** Start of RECORDED INFORMATION **
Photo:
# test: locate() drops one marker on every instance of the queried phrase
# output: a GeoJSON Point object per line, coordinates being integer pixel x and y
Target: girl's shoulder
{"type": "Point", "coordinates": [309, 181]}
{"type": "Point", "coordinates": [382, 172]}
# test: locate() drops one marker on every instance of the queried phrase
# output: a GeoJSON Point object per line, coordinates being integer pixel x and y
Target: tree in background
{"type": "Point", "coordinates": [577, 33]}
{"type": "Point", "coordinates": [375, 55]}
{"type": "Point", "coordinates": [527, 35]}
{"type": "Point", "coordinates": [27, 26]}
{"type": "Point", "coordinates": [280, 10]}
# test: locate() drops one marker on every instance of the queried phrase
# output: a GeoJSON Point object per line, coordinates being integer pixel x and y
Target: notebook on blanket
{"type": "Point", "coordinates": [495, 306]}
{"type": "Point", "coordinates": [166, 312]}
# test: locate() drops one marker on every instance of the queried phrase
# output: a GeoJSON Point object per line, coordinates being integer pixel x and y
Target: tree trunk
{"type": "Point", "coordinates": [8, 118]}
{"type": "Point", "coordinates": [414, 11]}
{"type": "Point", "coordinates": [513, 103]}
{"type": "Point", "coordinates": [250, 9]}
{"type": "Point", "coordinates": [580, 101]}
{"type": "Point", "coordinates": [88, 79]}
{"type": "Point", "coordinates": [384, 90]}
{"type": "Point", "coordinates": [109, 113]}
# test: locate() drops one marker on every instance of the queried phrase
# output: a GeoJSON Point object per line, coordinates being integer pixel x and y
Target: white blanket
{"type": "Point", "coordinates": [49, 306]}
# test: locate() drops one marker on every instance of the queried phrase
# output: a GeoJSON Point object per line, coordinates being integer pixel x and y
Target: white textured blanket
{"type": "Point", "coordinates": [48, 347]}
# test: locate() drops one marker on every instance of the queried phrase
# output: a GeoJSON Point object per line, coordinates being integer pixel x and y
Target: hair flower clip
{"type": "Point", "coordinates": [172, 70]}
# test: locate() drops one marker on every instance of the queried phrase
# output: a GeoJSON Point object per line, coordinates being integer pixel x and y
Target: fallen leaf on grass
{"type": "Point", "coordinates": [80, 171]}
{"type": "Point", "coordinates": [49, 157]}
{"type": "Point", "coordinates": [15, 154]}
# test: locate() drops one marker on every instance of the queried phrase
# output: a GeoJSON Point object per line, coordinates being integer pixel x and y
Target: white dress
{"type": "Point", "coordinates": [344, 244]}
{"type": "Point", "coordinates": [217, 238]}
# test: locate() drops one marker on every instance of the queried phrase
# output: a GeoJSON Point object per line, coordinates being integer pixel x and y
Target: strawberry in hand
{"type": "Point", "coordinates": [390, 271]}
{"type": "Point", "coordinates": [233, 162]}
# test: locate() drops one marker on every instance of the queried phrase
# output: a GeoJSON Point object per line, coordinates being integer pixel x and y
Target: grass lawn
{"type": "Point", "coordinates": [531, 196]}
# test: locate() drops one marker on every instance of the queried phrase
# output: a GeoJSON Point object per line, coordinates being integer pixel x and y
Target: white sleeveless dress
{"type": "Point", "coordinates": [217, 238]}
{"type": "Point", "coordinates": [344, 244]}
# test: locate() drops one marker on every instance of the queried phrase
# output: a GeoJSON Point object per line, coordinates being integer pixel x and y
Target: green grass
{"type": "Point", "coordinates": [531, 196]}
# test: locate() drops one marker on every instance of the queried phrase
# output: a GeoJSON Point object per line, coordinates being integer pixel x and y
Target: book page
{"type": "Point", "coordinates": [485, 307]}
** End of RECORDED INFORMATION **
** WORK REQUIRED **
Identify each line of the items above that contains the word "white" and copy it. Case counts.

** SOLUTION FOR THIS PROBLEM **
Target: white blanket
Target: white textured blanket
Target: white dress
Target: white sleeveless dress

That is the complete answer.